--- Information given ---
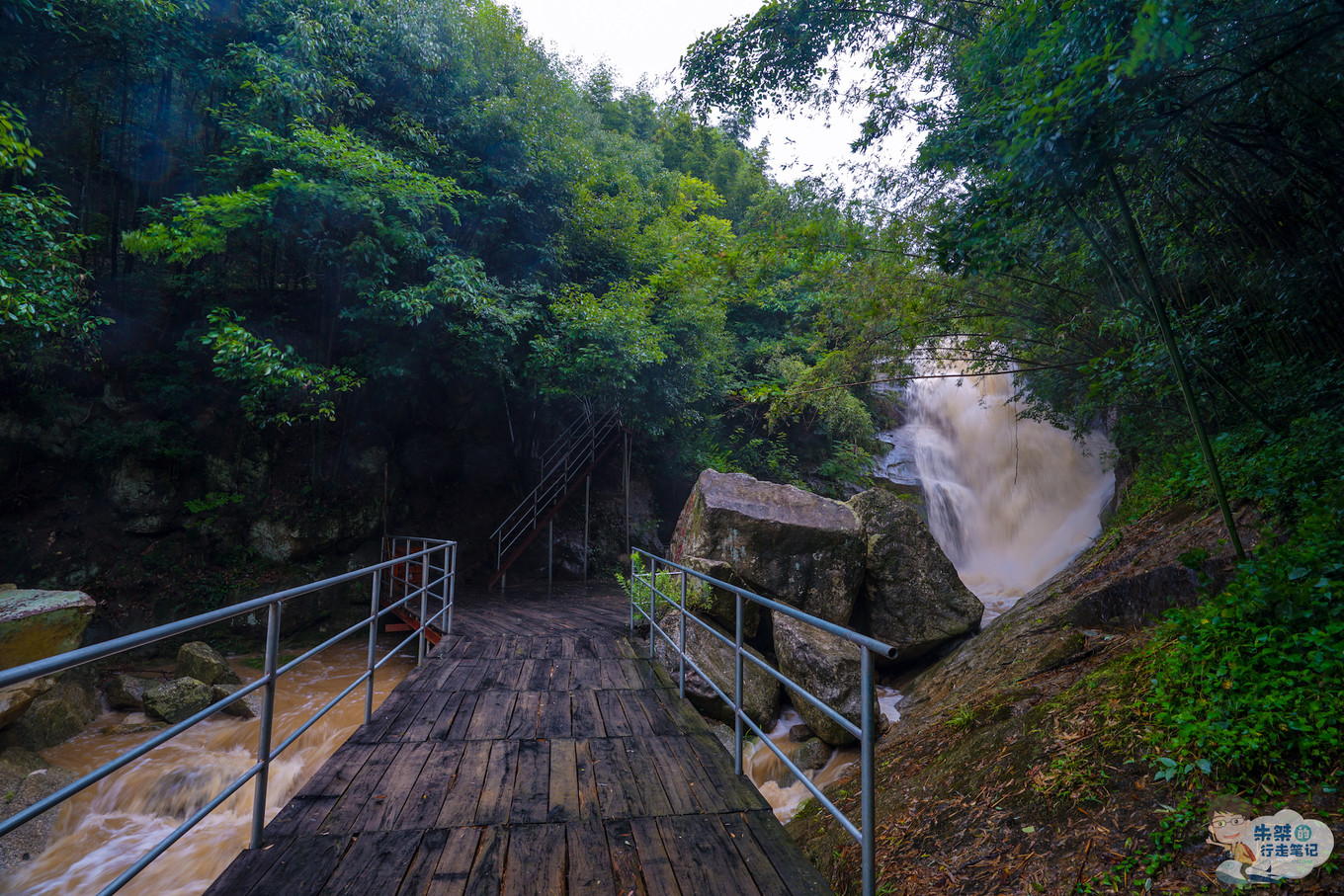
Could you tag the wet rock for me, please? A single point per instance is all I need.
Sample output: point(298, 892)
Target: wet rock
point(36, 624)
point(127, 692)
point(780, 541)
point(15, 700)
point(812, 754)
point(198, 660)
point(178, 698)
point(824, 665)
point(760, 691)
point(25, 779)
point(911, 597)
point(246, 708)
point(56, 715)
point(142, 495)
---
• **Work instruction**: Omit the pictures, then set down all the remaining data exactly as given.

• **Output for this task**:
Could you tag the wet rock for me, please? A single point per instance is all I need.
Sample output: point(298, 892)
Target: wet rock
point(36, 624)
point(127, 692)
point(780, 541)
point(15, 700)
point(812, 754)
point(198, 660)
point(178, 698)
point(824, 665)
point(760, 691)
point(25, 779)
point(911, 597)
point(246, 708)
point(56, 715)
point(142, 495)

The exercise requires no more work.